= Provided records =
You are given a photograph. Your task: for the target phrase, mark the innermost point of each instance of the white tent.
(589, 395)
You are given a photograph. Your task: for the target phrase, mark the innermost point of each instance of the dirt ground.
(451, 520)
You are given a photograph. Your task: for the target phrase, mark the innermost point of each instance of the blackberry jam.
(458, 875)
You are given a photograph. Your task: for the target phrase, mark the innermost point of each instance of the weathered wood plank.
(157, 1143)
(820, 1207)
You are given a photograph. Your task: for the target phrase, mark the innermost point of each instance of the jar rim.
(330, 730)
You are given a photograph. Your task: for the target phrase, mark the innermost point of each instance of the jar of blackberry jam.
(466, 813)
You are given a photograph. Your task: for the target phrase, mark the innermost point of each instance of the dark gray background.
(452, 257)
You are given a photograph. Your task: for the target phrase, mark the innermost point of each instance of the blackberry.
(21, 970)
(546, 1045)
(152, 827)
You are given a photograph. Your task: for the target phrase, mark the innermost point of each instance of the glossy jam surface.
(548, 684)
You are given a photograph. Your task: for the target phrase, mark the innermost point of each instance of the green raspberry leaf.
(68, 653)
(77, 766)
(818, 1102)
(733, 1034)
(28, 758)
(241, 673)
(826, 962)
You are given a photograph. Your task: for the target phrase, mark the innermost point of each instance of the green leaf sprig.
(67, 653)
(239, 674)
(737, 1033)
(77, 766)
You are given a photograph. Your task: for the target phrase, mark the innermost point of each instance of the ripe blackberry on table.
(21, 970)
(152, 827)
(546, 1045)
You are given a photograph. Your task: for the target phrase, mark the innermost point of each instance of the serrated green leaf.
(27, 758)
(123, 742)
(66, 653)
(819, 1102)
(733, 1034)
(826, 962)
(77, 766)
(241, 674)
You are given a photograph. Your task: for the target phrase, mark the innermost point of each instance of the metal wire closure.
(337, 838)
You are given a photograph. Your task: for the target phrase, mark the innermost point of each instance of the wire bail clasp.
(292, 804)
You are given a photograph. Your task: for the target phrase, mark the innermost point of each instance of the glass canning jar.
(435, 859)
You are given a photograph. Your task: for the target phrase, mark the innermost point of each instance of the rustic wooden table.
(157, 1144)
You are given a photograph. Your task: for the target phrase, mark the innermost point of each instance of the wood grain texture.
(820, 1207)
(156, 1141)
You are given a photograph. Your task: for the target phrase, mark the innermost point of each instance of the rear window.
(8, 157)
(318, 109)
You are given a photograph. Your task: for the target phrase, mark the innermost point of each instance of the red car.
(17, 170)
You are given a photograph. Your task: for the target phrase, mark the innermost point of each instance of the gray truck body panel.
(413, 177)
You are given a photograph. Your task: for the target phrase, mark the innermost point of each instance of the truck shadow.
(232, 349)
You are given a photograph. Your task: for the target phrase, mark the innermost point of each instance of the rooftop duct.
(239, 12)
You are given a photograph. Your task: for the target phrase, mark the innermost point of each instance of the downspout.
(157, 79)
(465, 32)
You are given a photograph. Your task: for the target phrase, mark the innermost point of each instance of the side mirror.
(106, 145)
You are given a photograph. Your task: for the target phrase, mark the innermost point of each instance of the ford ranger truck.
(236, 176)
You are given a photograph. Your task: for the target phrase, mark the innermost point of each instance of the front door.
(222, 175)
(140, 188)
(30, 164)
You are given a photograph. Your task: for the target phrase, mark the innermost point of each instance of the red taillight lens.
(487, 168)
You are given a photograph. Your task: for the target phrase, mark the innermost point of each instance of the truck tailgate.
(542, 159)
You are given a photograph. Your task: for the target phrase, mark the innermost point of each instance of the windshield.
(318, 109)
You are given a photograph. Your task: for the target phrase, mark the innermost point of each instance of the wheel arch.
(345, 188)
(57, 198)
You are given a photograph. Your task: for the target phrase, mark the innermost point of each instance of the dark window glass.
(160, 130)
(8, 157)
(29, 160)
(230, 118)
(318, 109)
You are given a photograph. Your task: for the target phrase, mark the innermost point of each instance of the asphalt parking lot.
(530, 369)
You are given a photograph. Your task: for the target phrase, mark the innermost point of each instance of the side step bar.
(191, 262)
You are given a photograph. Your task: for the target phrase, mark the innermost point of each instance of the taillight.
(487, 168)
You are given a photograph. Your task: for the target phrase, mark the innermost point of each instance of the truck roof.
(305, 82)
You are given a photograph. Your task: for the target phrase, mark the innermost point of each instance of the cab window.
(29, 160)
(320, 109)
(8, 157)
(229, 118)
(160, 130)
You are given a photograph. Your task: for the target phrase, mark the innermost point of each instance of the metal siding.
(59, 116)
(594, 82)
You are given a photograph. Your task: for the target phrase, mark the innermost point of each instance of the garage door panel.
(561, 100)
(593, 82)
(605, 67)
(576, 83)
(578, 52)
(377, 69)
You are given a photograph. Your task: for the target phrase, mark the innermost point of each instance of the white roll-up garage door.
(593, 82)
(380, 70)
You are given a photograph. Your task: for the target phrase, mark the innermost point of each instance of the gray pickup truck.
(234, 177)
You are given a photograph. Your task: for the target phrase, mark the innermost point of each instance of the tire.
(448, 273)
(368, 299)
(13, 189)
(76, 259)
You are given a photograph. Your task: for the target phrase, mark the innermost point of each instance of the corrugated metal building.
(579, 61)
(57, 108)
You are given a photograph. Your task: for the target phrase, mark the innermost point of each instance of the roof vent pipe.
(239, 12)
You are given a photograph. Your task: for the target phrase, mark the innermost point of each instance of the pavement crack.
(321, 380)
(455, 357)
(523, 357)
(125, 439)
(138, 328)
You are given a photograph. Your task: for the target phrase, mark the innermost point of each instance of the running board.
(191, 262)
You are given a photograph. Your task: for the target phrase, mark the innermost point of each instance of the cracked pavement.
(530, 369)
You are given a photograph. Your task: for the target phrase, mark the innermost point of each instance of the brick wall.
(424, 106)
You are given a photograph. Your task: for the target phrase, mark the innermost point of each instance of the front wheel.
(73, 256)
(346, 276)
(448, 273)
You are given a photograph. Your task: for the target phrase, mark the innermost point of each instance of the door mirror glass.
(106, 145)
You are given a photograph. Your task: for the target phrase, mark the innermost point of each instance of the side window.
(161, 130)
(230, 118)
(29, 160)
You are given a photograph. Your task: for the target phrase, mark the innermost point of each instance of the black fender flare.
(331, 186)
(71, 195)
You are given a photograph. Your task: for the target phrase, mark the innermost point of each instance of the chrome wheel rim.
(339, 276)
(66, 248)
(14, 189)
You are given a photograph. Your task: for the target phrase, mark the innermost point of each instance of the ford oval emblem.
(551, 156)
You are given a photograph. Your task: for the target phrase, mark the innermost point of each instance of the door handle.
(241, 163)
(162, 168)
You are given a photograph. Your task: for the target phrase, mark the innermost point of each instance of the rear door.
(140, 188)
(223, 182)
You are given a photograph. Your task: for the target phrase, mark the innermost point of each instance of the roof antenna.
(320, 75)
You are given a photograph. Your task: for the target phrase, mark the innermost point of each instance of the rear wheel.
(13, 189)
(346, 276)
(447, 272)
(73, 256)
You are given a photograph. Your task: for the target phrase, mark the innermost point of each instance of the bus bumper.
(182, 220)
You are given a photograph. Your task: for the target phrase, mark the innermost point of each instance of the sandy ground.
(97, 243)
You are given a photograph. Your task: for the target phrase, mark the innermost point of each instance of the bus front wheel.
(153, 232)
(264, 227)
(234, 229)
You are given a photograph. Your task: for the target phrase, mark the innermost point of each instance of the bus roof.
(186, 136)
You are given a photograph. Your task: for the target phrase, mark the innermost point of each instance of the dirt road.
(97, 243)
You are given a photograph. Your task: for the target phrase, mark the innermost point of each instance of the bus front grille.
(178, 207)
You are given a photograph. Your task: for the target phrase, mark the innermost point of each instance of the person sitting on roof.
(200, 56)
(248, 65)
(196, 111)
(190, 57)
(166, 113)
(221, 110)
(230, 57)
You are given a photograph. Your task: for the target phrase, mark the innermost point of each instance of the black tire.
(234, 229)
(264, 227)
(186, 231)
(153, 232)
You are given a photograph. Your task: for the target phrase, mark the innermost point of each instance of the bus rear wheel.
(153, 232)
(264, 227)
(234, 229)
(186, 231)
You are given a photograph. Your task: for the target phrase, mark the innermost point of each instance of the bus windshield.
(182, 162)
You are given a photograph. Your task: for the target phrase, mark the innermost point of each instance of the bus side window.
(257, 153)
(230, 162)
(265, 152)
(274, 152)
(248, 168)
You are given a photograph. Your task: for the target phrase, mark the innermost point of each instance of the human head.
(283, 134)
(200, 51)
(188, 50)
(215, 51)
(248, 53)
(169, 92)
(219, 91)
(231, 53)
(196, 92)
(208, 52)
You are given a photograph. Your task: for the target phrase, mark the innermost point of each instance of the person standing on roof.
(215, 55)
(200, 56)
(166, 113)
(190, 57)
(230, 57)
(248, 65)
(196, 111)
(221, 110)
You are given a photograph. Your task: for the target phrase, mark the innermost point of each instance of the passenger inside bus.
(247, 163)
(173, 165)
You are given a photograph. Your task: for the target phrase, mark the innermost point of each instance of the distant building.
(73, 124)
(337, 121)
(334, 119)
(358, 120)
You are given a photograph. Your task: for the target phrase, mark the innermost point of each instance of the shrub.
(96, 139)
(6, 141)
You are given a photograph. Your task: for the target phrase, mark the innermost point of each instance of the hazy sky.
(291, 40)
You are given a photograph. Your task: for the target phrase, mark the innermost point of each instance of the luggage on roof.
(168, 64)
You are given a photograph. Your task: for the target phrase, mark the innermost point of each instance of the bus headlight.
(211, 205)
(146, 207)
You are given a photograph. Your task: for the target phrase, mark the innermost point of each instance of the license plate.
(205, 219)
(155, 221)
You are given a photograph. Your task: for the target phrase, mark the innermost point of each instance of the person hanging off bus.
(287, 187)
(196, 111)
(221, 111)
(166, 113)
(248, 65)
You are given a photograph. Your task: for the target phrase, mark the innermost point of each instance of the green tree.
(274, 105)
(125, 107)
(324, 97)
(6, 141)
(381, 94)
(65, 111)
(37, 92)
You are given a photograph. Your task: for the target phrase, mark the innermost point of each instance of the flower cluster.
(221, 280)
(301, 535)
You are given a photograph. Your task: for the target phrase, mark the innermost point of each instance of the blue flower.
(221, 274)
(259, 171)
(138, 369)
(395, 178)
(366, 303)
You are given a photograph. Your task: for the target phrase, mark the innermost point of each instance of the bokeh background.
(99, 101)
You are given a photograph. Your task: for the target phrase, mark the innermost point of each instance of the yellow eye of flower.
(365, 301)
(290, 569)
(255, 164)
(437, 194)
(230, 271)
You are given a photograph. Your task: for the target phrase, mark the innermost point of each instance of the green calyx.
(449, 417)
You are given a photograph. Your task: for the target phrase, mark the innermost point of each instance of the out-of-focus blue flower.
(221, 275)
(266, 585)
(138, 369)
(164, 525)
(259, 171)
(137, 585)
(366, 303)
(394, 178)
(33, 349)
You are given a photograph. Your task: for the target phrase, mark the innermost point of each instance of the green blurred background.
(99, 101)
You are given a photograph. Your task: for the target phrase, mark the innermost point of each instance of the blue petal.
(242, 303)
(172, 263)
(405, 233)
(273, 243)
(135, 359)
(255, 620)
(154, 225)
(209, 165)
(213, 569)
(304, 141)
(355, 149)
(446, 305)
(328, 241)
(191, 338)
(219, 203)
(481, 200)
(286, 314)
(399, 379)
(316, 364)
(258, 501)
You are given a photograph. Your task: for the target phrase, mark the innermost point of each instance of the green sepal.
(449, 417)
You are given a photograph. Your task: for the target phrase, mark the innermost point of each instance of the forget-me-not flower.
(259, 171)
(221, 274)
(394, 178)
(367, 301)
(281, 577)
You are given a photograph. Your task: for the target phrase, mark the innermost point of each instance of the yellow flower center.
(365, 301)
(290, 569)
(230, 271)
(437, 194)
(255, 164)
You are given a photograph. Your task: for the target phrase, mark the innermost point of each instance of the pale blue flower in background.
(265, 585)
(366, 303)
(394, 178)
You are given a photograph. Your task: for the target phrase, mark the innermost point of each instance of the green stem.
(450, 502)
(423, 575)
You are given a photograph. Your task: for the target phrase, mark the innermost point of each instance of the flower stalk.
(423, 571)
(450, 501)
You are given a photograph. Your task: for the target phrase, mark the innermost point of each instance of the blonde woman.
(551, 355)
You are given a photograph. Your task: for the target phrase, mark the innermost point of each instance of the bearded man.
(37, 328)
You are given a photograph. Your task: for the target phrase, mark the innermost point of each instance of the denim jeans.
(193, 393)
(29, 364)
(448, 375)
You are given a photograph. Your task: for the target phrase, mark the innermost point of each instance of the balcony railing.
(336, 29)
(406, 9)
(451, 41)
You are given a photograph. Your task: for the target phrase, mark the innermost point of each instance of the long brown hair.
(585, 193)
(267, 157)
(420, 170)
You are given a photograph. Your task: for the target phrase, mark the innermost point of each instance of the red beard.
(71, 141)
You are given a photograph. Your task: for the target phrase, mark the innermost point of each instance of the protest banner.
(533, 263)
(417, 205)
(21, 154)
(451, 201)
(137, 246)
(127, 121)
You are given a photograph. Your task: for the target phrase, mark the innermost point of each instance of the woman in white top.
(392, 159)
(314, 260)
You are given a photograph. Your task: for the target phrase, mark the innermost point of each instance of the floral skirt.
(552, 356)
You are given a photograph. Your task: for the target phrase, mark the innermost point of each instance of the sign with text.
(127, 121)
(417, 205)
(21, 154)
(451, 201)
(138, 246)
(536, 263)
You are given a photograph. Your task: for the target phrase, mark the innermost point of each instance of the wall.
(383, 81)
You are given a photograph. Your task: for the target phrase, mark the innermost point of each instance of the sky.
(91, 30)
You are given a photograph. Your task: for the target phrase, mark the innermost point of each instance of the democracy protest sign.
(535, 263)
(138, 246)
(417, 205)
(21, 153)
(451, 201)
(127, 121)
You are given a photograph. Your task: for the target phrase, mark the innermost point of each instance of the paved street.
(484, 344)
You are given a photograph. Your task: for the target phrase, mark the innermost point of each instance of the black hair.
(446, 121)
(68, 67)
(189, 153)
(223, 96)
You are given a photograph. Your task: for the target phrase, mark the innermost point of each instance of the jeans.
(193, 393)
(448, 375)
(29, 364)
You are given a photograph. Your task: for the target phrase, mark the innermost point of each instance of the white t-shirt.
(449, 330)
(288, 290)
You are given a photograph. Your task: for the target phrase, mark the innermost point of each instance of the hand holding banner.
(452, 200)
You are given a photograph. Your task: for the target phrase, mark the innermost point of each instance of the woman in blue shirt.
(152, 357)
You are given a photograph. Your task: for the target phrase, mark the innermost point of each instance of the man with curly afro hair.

= Aim =
Repeat, character for character, the lines from the one that holds "in white top." to the final line of the material, inclusive, and no other lines.

= Response to this exercise =
You are given a photograph. Your task: for the target phrase, mark the innermost point of each instance of the woman in white top.
(392, 159)
(314, 260)
You are given a photograph. Your task: for the target phrase, mark the innermost point of each instance of the floral skirt.
(552, 356)
You are given a photograph. Your task: for the target phrase, mark the innermost point of each instance of the sign with text.
(127, 121)
(417, 205)
(21, 154)
(451, 201)
(138, 246)
(536, 263)
You are given a photograph. Your task: for the target phrase, mark the innermost point of each instance of the wall.
(383, 81)
You are given a photograph. Your task: for the target phrase, mark the innermost point of each instance of the sky.
(91, 30)
You are given a photograph. Your task: for the target phrase, mark the innermost point of each instance of the democracy protest sign.
(535, 263)
(138, 246)
(417, 205)
(21, 153)
(451, 201)
(127, 121)
You are given a photograph. Your task: for the target phrase, mark the innermost point of each instance of the paved street.
(484, 344)
You are given a photograph. Your task: for the target phrase, mark the innermost point of each instance of the black hair.
(446, 121)
(68, 67)
(189, 153)
(223, 96)
You are given a photograph. Your task: for the target phrase, mark the innermost point of each instance of the jeans.
(193, 393)
(448, 375)
(29, 364)
You are given a photograph. Your task: for the target phrase, mark the innermost point of each instance of the white t-shirt.
(449, 330)
(288, 290)
You are given a photograph. Your task: for the target phrase, mark the innermost point of each instance of the hand holding banner.
(452, 200)
You are given a photograph. Your task: for the target phrase, mark the innermost point of each instance of the woman in blue shirt.
(152, 357)
You are given a photograph. Your task: for the target phrase, mark the innermost point of each instance of the man with curly afro hair.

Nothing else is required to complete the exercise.